▸ Exercise details:
Please reproduce only the part of the rows that opens with the line containing "# Mark the region of the monkey's head;" and closes at the end of the rows, swapping "even-odd" for "nonzero" and keeping everything else unchanged.
begin Records shown
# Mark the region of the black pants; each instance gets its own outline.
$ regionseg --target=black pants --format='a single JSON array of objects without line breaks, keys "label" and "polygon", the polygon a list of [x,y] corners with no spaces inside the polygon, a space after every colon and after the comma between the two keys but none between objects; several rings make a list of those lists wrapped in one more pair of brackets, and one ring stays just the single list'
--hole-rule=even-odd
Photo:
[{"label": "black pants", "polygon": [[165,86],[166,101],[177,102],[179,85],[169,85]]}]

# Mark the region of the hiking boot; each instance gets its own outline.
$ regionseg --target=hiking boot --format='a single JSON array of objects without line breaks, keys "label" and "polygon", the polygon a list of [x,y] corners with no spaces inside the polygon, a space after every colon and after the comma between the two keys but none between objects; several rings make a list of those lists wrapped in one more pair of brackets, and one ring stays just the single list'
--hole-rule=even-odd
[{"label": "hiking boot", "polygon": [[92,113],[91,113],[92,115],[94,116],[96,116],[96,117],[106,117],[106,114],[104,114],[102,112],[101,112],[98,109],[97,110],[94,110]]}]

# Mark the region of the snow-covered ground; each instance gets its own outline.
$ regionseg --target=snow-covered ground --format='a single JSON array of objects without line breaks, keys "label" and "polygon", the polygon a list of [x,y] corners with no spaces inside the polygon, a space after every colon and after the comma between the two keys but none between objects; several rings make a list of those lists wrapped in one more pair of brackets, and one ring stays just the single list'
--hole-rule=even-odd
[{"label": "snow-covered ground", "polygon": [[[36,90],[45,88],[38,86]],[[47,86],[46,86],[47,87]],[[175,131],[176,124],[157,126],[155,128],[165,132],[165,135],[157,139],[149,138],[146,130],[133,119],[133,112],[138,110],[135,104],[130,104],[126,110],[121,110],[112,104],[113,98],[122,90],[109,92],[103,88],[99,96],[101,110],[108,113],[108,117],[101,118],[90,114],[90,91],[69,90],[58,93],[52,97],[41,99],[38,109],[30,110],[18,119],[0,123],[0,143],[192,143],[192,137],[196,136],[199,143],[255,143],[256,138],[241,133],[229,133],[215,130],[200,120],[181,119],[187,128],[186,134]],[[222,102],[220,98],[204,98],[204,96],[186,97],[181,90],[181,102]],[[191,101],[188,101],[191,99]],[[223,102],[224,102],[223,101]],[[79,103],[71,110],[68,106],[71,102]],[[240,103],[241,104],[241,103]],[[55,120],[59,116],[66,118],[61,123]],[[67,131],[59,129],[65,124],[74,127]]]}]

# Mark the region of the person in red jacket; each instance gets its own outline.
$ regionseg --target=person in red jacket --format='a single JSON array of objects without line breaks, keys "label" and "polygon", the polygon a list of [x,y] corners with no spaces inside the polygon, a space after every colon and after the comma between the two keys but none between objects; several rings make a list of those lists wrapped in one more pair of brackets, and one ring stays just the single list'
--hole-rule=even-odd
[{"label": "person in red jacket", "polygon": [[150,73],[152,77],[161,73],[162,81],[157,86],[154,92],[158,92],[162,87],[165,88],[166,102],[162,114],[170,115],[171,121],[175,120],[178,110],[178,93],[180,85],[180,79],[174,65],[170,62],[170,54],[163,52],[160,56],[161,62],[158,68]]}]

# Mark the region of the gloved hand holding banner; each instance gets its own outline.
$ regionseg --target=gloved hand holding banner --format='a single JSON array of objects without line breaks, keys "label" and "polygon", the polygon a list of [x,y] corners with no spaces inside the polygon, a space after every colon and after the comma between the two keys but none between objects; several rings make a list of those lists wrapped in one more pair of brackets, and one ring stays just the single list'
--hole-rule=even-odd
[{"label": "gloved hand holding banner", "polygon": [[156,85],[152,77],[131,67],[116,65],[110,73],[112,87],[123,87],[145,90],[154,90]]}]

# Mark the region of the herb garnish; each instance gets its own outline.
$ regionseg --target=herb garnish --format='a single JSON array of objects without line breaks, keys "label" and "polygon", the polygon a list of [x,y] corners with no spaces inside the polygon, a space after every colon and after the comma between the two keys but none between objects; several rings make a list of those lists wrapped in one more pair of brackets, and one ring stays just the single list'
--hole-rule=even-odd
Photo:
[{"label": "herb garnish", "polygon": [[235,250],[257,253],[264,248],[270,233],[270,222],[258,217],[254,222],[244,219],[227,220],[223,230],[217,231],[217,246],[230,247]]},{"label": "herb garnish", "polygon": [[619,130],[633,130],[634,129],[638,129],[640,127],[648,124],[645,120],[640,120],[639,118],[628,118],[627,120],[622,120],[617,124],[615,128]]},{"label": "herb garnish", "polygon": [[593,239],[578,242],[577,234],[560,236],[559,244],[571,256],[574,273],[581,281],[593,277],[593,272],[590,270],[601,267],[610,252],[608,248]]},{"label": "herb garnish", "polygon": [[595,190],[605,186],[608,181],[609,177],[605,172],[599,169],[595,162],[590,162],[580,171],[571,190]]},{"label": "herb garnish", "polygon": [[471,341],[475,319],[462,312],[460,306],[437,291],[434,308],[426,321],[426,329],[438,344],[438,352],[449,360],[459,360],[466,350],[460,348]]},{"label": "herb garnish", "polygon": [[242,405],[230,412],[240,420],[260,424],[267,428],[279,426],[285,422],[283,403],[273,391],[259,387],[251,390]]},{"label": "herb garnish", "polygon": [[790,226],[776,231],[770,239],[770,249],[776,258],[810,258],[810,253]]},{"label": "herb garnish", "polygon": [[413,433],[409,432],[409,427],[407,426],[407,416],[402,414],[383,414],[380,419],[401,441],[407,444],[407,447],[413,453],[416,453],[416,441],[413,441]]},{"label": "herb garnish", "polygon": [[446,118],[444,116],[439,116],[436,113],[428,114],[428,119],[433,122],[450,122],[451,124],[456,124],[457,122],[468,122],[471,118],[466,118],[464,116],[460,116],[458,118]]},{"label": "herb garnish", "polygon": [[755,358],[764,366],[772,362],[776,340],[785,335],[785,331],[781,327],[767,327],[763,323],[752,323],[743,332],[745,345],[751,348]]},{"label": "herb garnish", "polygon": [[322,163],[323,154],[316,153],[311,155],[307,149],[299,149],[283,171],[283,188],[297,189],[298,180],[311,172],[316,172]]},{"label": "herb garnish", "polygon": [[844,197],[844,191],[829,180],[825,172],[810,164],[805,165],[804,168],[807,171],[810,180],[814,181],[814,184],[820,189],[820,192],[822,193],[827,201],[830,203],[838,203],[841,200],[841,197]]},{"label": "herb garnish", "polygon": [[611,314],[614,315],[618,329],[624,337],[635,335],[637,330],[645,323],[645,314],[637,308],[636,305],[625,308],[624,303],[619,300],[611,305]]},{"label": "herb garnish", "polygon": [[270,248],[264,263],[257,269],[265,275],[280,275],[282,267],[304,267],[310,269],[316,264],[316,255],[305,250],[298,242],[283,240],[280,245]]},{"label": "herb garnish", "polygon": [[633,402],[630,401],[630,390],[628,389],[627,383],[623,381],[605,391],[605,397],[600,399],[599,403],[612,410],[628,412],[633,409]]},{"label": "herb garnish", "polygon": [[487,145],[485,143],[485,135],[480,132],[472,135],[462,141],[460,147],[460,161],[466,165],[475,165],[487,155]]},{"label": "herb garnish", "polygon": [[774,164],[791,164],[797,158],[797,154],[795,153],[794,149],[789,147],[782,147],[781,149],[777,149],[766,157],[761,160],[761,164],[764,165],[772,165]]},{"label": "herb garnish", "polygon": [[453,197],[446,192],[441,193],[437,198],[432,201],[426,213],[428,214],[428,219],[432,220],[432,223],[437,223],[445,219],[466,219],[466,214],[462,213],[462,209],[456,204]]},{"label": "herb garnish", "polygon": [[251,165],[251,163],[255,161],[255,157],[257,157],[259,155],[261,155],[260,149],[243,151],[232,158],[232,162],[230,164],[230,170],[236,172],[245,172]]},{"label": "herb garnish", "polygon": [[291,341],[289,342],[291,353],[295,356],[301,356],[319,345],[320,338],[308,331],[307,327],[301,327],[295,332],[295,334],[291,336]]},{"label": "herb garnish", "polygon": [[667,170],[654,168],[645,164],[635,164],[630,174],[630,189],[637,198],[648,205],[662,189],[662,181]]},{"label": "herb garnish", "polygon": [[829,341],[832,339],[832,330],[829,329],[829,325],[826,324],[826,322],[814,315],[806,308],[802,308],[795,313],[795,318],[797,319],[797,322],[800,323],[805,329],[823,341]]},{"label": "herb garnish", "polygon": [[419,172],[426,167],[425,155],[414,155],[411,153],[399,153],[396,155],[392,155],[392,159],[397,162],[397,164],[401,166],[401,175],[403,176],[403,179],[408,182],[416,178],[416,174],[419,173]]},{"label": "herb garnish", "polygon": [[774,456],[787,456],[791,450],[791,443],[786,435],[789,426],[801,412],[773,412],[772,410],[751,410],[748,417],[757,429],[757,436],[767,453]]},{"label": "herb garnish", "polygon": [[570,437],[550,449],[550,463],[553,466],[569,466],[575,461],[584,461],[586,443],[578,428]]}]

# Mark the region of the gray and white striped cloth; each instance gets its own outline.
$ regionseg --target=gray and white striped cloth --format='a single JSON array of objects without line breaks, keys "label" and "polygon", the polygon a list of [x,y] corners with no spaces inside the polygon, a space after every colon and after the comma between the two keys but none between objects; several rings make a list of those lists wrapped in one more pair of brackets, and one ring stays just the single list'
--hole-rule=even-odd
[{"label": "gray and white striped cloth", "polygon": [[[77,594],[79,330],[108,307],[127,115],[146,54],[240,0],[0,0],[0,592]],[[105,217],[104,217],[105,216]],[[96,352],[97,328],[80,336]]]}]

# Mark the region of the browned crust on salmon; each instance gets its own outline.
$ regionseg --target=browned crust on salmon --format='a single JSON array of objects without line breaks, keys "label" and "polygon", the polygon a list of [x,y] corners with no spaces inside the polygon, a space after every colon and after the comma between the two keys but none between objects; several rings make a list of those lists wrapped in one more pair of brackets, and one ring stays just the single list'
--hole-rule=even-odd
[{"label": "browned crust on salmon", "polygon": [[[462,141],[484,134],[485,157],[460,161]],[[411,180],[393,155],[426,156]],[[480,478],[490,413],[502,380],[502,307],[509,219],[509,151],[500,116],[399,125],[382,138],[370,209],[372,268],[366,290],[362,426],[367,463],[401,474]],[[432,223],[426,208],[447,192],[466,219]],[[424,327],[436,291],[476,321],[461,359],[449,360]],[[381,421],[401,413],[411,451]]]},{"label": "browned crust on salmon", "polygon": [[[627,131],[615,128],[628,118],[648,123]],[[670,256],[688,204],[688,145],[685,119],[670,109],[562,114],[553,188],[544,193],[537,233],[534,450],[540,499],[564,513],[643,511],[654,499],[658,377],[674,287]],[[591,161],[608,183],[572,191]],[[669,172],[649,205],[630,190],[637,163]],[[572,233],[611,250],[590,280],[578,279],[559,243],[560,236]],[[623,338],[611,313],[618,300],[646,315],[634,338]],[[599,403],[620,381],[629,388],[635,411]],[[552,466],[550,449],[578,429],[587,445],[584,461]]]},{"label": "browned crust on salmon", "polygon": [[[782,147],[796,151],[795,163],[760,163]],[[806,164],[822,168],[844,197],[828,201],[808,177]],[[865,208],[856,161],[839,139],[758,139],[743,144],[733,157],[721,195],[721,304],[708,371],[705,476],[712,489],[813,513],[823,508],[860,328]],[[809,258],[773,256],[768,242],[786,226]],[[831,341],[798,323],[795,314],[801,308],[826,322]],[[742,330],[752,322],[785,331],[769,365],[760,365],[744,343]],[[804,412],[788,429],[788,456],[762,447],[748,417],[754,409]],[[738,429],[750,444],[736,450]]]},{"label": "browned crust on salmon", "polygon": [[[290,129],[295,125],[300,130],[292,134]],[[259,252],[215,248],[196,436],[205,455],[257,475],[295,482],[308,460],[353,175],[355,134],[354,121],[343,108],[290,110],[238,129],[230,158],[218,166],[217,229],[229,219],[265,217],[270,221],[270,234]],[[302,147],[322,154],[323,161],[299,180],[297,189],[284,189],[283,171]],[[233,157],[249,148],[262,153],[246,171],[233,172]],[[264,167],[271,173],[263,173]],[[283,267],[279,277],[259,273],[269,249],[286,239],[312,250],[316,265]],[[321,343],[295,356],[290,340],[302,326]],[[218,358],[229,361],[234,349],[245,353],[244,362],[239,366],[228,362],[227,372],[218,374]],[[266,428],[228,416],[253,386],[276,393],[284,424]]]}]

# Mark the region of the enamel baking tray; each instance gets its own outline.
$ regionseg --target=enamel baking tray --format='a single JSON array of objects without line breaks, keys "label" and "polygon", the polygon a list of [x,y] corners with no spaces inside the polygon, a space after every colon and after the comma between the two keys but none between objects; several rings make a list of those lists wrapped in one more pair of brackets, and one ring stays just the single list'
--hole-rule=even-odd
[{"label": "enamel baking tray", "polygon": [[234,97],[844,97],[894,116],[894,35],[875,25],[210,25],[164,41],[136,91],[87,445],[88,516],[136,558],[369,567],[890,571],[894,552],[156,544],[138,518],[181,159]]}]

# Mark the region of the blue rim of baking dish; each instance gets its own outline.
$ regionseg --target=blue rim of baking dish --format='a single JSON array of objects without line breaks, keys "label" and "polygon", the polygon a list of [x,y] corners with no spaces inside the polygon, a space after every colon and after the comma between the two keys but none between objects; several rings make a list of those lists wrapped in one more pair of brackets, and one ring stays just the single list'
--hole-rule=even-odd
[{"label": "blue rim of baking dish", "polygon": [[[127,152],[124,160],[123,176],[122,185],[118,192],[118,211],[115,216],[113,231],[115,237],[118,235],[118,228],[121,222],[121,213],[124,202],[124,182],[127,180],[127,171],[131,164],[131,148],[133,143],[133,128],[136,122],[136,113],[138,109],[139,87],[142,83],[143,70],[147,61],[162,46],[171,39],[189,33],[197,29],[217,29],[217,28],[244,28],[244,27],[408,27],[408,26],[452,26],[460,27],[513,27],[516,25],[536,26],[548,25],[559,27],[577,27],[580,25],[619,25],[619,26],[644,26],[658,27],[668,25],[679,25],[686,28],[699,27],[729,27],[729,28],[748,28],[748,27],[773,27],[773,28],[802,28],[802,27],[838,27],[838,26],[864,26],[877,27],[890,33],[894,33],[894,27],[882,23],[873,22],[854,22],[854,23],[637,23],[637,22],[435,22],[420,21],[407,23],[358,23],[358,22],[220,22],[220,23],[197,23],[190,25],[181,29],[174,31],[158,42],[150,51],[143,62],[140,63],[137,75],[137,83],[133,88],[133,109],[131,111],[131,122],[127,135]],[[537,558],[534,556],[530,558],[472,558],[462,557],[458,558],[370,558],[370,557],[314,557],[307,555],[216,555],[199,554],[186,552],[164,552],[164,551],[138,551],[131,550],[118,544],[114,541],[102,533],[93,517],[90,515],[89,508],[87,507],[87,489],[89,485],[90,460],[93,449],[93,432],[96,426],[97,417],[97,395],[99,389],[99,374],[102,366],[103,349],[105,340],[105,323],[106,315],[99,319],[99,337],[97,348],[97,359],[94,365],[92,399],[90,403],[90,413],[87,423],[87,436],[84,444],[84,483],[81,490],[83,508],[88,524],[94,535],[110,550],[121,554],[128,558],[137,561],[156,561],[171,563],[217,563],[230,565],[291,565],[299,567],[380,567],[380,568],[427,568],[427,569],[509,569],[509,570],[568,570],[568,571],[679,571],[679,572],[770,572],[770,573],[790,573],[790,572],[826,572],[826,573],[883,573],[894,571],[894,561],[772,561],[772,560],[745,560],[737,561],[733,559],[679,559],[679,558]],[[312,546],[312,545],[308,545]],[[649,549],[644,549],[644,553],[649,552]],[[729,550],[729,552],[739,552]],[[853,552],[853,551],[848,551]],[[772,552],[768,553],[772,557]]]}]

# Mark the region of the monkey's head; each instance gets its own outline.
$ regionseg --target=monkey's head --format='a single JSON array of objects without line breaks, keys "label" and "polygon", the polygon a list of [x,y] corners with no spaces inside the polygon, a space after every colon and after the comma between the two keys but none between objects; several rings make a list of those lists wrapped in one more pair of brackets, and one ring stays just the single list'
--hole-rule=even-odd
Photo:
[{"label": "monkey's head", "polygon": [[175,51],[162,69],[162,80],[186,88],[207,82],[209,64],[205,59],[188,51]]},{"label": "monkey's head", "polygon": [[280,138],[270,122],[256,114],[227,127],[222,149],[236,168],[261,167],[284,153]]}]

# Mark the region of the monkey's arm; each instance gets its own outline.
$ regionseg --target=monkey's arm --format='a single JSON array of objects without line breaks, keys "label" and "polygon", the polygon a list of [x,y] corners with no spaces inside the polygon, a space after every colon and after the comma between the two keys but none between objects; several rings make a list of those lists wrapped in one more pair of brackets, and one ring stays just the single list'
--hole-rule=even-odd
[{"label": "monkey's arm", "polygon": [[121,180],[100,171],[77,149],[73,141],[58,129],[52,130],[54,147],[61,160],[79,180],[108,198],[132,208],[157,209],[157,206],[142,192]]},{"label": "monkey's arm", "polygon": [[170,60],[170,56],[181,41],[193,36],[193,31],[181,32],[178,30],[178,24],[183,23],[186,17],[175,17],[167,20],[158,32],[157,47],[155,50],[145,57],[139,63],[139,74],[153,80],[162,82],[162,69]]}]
end Records shown
▸ Result:
# Mark the region of the monkey's head; each instance gets its own outline.
$ regionseg --target=monkey's head --format='a single JSON array of objects without line breaks, keys "label" and "polygon", the polygon a list of [x,y] corners with no spaces inside the polygon, a space after every colon and after the comma between the two keys but none between objects; several rings make a list of those lists wrapped in one more pair of brackets, and one ring stays just the single list'
--hole-rule=nonzero
Photo:
[{"label": "monkey's head", "polygon": [[175,51],[162,69],[162,80],[186,88],[207,82],[209,64],[205,59],[188,51]]},{"label": "monkey's head", "polygon": [[280,138],[270,122],[256,114],[227,127],[222,149],[236,168],[261,167],[284,153]]}]

# Mark the region of the monkey's arm; each instance gets its own outline.
$ regionseg --target=monkey's arm --format='a single JSON array of objects without line breaks, keys "label" and "polygon", the polygon a list of [x,y] corners with no spaces inside the polygon, a space after every colon and after the comma between the two keys but none between objects; several rings make a list of those lists wrapped in one more pair of brackets, and one ring stays just the single list'
--hole-rule=nonzero
[{"label": "monkey's arm", "polygon": [[121,180],[100,171],[77,149],[73,141],[58,129],[52,130],[54,147],[61,160],[79,180],[108,198],[132,208],[157,209],[157,206],[142,192]]},{"label": "monkey's arm", "polygon": [[170,60],[170,56],[181,41],[193,36],[193,31],[181,32],[178,30],[178,24],[183,23],[186,17],[175,17],[167,20],[158,32],[157,47],[155,50],[145,57],[139,63],[139,74],[153,80],[162,82],[162,69]]}]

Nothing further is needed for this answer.